## TEXT EXCERPT
A feasibility study of a PVCS has been conducted in [32] by analyzing its effectiveness based on technical, economic, and environmental aspects by comparing the impact of different geographical areas on the installation location. The study investigates how a PVCS can contribute to charging EVs with different energy mixes and compares the produced CO₂ emissions of charging EV batteries solely from the grid, from the PVCS, and with internal combustion engine vehicles. They have found that the PVCS concept is more efficient in countries with high annual average irradiance and significant CO₂ emissions in their grid, but it remains economically unfeasible due to expensive storage systems [33].

A user-friendly smart charging method, which includes interactions with EV users via an interface, has been developed in [39], where the EV user is a key player in the process of choosing the best scenario among uncoordinated charging, smart charging, and bidirectional smart charging control in a PVCS. The proposed methodology is based on real-time rule-based control and predictive linear optimization control. The results showed that bidirectional charging control had the best cost reduction, while uncoordinated charging control costs the most.

Several studies have presented control mechanisms aimed at minimizing the discomfort of EV users at charging stations equipped with PV sources and connected to a public grid, without a stationary storage system. However, our approach distinguishes itself in several ways. Firstly, while some studies allow only one charging mode, such as the slow mode, our research introduces three different charging modes. Additionally, while the focus of other works is on maximizing social welfare and minimizing EV user discomfort, our objective is to maximize the use of energy produced by PV for EV charging, thereby reducing grid energy consumption. Previous studies have focused on solar charging stations with batteries, but our work demonstrates that EV charging can be effectively managed without batteries, as the charging period coincides with photovoltaic production hours. Furthermore, energy management studies for EV charging have primarily addressed grid energy management; however, those algorithms can also be applied to manage energy produced by PV systems, providing an efficient management of the power produced by the PV panels. Therefore, the main contributions of this paper are as follows:

(1)

In order to evaluate the long-term effectiveness of the commercialized PVCS, a set of evaluation indexes are introduced, including the quality of service, economic benefits, environmental benefits, and impacts on the power grid.

(2)

The developed project aims to create an innovative solar charging park that eliminates the need for storage batteries. By utilizing advanced solar energy conversion and distribution technology, the park ensures that all electric vehicles can be charged efficiently and sustainably. This system represents a significant advancement in electric vehicle charging infrastructure, promoting the adoption of renewable energy and contributing to the reduction of carbon emissions.

(3)

The power distribution algorithms of the PV panels developed in the project allow for the maximum utilization of available solar energy while ensuring customer satisfaction by considering the desired SOC. With electric vehicles parked, it is possible to establish distinct charging priorities based on the duration of the vehicles’ parking time and the users’ needs. This system offers a low cost for users while providing a higher return for energy producers.

(4)

## LIST OF TASKS
[1] Using the text on photovoltaic charging stations, answer these questions:
(a) According to the study in [32], why does the PVCS concept remain economically unfeasible?
(b) In the work described in [39], which control approach gave the best cost reduction?
(c) How many charging modes does the research in this paper introduce?
[2] Output the passage of the text on photovoltaic charging stations starting with "The developed project" and going on through "of carbon emissions.".
[3] Go on with the text on photovoltaic charging stations from the point where it stops.

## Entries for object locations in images
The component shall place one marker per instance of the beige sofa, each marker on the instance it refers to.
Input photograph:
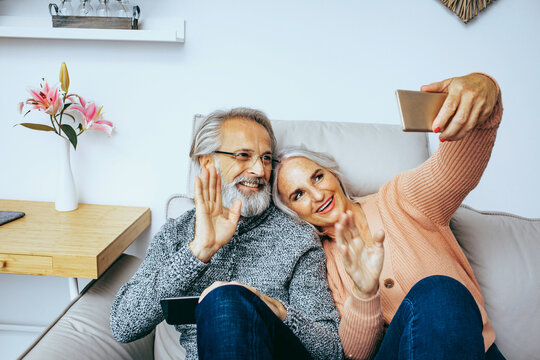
(504, 251)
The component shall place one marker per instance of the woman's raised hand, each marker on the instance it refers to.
(470, 102)
(214, 225)
(362, 262)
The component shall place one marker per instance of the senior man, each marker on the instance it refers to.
(276, 303)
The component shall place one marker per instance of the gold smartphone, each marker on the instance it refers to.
(418, 109)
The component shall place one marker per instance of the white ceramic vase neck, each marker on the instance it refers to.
(66, 193)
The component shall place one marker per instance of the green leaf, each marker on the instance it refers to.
(39, 127)
(70, 133)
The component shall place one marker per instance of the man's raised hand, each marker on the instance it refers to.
(214, 224)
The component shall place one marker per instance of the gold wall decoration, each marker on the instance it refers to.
(466, 9)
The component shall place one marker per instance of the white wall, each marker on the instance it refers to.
(320, 60)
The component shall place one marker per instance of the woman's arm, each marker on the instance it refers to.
(354, 271)
(468, 125)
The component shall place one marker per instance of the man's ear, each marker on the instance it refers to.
(206, 160)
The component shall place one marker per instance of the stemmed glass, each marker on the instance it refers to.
(103, 8)
(85, 9)
(65, 8)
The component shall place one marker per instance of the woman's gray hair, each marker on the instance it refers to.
(323, 159)
(207, 138)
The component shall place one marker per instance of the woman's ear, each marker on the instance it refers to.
(206, 160)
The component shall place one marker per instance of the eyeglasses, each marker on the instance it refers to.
(249, 159)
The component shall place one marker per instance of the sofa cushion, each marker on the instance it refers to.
(85, 324)
(504, 252)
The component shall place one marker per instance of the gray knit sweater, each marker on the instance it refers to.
(270, 252)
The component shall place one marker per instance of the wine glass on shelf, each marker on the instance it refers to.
(85, 9)
(65, 8)
(128, 7)
(103, 8)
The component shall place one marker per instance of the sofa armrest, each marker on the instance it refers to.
(503, 250)
(83, 329)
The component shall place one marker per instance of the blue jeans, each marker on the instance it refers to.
(438, 319)
(234, 323)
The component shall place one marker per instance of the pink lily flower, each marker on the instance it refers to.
(92, 116)
(47, 99)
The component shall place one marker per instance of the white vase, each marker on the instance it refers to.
(66, 193)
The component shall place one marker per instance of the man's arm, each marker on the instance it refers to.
(311, 313)
(168, 269)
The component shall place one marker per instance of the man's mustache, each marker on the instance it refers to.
(258, 181)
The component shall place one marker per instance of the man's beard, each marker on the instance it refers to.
(252, 204)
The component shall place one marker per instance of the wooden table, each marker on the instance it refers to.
(77, 244)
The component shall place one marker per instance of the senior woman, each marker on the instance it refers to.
(401, 282)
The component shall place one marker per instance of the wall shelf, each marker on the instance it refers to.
(158, 30)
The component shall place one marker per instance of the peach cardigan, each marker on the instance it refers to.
(414, 209)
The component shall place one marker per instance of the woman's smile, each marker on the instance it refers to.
(327, 206)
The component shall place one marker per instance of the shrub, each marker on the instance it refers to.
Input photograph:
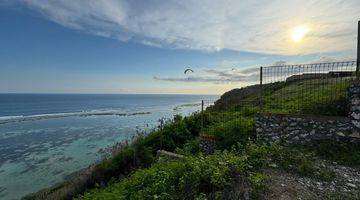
(193, 178)
(233, 132)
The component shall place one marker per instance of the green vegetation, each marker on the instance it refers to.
(236, 170)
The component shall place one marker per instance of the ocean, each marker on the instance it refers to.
(46, 137)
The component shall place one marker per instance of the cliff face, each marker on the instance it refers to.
(234, 97)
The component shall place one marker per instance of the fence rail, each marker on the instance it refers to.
(307, 86)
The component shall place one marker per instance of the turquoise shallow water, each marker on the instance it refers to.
(39, 152)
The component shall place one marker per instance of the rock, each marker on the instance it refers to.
(340, 134)
(351, 185)
(273, 165)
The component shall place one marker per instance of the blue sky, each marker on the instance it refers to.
(143, 47)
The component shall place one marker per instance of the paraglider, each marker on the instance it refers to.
(188, 70)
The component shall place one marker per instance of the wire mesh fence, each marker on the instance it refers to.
(306, 88)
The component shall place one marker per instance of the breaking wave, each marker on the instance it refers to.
(21, 118)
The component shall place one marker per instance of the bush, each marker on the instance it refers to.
(193, 178)
(236, 131)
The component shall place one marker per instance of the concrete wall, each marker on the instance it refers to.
(301, 129)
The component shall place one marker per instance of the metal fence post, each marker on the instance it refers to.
(358, 53)
(202, 114)
(261, 89)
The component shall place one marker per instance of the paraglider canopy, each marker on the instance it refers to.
(188, 70)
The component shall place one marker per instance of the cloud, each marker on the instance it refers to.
(210, 25)
(216, 76)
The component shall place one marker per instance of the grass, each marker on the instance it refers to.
(134, 173)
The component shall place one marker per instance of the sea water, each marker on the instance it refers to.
(46, 137)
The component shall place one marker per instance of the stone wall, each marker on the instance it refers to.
(301, 129)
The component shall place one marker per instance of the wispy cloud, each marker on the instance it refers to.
(258, 26)
(217, 76)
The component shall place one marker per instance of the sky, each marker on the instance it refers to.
(134, 46)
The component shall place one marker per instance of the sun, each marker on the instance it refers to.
(298, 33)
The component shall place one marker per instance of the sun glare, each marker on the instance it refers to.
(298, 33)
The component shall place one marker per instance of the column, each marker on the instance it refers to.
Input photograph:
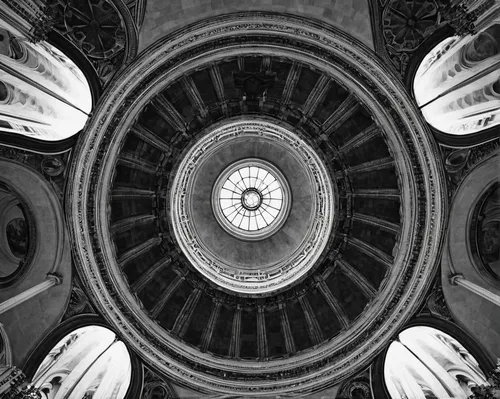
(51, 280)
(459, 279)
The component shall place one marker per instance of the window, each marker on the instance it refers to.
(43, 94)
(90, 362)
(457, 85)
(426, 363)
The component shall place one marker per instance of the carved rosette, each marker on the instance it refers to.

## FINAL RESULTS
[1]
(a) Because of expensive storage systems.
(b) Bidirectional charging control.
(c) Three.

[2]
The developed project aims to create an innovative solar charging park that eliminates the need for storage batteries. By utilizing advanced solar energy conversion and distribution technology, the park ensures that all electric vehicles can be charged efficiently and sustainably. This system represents a significant advancement in electric vehicle charging infrastructure, promoting the adoption of renewable energy and contributing to the reduction of carbon emissions.

[3]
The solar charging station developed in the project enhances the sustainability of buildings by eliminating the impact of electric vehicle charging on the electrical grid, as consumption from the grid is greatly reduced or even eliminated. DER production can cause frequency and voltage fluctuations in microgrids. However, in this solution, the PV system has minimal impact on the microgrid and can even correct these fluctuations, ensuring more stable and efficient operation.

This paper is structured as follows: Section 2 presents the components of the PVCS, more precisely, the DC/AC converter that connects the PV to the grid, and the components of the EV charger connected to the grid. Section 3 presents three different charging options, more precisely, the possibility of charging with energy exclusively from the photovoltaic panel or the electrical power grid, or a combination of both. It also presents two different algorithms used to perform intelligent energy management and distribution in order to maximize the use of solar energy and minimize dependence on the grid, which in turn leads to a relief of the microgrid overload. Simulation results to demonstrate and verify the effectiveness of the algorithms developed are described in Section 4. Finally, the conclusions are given in Section 5.

2. Proposed System

The PVCS we propose is shown in Figure 2. It consists of a grid converter, PV panels, and an EV charger. The grid-connected converter permits power exchange between the DC and AC sides. The DC/AC converter integrates Perturb and Observe (P&O) Maximum Power Point Tracking (MPPT) capabilities to maximize power extraction from the PV panels [40]. The AC/DC converter and the DC/DC converter secure a steady power supply to the EV batteries, depending on the system operating parameters (they specifically depend on the algorithms used in the control center).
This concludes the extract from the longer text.